(Beginning of INPUT)

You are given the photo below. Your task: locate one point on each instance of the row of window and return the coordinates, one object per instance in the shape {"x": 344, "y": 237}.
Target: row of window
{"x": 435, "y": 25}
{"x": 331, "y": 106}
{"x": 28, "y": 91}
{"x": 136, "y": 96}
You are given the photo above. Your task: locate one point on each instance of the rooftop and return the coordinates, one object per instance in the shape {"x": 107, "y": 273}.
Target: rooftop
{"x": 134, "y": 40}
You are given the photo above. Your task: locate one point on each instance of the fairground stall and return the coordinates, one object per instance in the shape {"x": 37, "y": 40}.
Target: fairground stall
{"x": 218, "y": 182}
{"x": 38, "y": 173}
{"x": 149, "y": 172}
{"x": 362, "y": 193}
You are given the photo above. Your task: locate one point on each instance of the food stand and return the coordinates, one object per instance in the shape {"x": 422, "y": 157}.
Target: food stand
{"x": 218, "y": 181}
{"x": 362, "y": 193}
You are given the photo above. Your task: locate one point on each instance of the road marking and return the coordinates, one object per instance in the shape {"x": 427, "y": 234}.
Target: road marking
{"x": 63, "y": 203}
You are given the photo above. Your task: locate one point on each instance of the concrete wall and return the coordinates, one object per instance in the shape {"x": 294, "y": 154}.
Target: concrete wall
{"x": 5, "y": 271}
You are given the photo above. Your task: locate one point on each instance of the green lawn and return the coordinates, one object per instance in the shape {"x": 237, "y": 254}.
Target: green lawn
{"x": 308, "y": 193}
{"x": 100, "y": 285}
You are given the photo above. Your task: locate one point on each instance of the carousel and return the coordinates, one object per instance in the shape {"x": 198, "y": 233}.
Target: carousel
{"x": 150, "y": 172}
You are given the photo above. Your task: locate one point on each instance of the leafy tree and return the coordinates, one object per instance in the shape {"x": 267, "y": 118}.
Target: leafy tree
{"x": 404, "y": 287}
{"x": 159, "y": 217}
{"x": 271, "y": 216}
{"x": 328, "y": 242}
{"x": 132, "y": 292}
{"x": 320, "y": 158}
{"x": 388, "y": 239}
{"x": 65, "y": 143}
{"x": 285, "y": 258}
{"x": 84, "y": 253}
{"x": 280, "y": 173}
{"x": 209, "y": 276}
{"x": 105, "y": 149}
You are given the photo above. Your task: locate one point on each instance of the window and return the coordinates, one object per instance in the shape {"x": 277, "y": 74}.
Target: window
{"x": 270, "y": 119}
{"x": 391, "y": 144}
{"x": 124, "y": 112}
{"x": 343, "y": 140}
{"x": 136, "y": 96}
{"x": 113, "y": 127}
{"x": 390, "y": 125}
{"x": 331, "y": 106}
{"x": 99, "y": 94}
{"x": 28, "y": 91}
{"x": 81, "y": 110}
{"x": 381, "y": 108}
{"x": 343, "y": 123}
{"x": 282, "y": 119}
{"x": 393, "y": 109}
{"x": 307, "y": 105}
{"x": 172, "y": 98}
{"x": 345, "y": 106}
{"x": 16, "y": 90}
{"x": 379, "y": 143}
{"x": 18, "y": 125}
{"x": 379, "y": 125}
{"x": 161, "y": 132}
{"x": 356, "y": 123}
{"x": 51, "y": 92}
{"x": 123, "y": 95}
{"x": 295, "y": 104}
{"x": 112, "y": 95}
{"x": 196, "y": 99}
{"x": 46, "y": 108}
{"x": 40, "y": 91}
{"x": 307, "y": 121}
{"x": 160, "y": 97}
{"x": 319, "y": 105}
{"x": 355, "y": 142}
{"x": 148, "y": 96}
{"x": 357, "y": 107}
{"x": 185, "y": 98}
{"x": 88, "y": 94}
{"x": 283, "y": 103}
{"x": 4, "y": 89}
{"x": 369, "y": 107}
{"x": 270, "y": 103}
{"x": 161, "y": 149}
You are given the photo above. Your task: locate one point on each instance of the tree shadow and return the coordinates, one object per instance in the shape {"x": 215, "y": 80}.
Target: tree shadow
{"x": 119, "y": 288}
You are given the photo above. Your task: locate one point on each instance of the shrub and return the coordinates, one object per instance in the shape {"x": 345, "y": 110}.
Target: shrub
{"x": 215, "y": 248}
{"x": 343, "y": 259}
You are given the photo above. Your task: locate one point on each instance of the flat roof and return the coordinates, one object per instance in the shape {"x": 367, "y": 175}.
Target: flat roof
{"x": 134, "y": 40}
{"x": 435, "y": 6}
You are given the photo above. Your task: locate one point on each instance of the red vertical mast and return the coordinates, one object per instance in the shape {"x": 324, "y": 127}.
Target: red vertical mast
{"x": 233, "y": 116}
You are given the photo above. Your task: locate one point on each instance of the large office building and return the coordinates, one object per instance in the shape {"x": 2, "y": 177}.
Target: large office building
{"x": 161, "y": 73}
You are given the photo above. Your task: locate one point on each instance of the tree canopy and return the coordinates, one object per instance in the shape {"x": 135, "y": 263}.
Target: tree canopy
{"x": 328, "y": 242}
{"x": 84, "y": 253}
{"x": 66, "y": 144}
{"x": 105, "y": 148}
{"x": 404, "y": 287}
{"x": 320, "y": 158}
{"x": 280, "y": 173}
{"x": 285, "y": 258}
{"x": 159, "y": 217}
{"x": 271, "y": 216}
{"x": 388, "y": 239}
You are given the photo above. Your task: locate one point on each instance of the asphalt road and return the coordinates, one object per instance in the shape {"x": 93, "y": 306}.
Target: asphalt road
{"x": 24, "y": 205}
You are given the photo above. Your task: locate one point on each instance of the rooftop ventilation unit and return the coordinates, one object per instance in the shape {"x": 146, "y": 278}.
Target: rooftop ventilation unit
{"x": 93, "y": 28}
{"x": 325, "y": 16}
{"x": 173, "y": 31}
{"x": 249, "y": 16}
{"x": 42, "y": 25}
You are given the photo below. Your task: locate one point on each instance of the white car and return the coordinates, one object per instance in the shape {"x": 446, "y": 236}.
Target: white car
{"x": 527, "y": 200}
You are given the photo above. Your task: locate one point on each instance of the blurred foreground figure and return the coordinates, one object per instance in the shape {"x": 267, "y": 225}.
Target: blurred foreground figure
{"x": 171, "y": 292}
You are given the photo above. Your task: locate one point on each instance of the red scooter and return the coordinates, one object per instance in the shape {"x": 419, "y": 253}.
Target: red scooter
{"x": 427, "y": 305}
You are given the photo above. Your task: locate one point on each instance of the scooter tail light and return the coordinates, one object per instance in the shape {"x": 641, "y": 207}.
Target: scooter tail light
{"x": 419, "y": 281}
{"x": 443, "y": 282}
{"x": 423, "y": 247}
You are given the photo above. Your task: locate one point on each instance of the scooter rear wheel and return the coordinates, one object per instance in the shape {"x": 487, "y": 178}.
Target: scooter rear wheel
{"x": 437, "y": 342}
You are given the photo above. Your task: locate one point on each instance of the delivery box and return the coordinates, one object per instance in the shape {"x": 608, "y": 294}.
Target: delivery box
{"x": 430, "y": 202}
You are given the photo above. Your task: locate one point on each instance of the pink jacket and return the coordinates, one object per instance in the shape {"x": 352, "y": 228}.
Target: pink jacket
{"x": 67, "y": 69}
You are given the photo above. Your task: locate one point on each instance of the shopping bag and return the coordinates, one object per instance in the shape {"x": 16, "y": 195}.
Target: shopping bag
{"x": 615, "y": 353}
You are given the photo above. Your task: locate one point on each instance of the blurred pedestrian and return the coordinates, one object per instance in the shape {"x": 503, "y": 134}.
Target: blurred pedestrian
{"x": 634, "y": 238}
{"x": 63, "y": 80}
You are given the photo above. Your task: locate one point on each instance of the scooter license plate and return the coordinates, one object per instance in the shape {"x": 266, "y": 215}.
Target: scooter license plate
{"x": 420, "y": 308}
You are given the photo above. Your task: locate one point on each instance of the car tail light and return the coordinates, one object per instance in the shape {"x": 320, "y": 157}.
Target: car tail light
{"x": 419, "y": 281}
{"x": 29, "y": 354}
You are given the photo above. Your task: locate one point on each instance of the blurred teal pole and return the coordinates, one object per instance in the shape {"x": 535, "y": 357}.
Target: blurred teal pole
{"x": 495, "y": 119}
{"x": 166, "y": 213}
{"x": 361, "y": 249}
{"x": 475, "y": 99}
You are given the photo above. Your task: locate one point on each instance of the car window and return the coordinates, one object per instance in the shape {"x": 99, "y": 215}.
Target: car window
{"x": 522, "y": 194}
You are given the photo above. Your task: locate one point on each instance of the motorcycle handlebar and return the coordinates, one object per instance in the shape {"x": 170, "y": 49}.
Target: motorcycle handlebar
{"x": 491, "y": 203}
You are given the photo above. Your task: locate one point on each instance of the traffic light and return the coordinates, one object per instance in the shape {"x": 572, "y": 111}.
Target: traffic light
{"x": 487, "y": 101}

(End of INPUT)

#### TASK TO CARRY OUT:
Search the entries above for lines containing the word "below", and copy each one.

#### OUTPUT FOR THIS TASK:
You are given the photo below. Your task: locate one point on each instance of the row of window and return the coordinates, one object per instance in the shape {"x": 344, "y": 237}.
You are given the photo below. Your task: locate one point on each instance of the white car and return the coordinates, one object per instance in the shape {"x": 446, "y": 236}.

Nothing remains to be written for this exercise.